▶ **Description of the task**:
Your output must consist solely of the lines from the one containing "the woman's forehead" through the end of the records, reproduced exactly.

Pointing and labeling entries
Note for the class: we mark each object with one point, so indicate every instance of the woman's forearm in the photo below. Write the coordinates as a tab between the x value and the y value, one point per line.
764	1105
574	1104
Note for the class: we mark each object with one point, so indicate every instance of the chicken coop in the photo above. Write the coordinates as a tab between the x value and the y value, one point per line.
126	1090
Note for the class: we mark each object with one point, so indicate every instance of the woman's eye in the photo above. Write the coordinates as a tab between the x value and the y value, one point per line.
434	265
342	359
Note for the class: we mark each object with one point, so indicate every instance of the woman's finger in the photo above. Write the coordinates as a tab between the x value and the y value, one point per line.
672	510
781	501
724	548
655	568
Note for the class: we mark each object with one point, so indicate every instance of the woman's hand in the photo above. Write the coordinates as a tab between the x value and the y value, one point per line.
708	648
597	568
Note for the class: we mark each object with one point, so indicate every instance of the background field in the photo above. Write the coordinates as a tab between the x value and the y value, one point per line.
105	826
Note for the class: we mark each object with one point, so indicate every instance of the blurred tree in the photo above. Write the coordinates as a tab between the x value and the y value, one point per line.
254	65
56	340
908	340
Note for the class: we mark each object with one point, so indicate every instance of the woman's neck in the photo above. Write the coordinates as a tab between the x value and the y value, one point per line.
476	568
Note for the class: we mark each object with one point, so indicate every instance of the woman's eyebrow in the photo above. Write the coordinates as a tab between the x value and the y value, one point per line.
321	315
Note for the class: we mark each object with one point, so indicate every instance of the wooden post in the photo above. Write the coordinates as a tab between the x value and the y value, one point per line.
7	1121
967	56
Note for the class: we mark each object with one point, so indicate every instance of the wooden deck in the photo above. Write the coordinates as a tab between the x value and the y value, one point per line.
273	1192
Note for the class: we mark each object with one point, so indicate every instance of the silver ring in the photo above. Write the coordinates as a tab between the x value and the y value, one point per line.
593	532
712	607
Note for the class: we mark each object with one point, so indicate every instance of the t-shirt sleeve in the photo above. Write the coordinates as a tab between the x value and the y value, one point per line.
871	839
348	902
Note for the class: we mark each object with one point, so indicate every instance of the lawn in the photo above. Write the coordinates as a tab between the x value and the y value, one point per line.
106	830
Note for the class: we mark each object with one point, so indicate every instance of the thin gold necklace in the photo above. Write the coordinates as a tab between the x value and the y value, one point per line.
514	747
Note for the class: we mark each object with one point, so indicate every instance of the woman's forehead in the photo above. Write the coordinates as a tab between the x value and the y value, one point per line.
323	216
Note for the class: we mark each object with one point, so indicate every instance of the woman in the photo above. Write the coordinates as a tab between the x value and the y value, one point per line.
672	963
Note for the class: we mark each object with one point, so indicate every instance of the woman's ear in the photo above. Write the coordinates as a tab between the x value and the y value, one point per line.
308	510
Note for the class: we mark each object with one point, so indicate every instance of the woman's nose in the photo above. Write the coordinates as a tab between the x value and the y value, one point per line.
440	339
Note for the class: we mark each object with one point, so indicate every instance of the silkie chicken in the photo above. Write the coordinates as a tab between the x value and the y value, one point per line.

▶ **Result of this task**:
Note for the class: we mark each object with one point, so indicate every instance of the woman's forehead in the photo above. Write the coordinates as a tab between the x value and the y value, one point per line.
323	216
Note for the class: we mark each object with one point, so indicate every instance of the woman in the photo above. Write the coordinates as a tab between the x value and the y value, one point per line.
672	963
Note for the class: we mark each object with one point, so indicate every instance of the woman's ear in the photo above. Write the coordinates as a tab between the x value and the y value, one point per line.
308	510
Note for the class: we mark each object with one point, so indicate every instance of the woman's nose in the photo above. Write the coordinates as a tab between the x value and the y value, one point per line.
440	339
Note for the class: we mark each object with one point, so indicate every instance of the silkie chicken in the photo above. Write the coordinates as a tab between the x value and the y value, one point per line.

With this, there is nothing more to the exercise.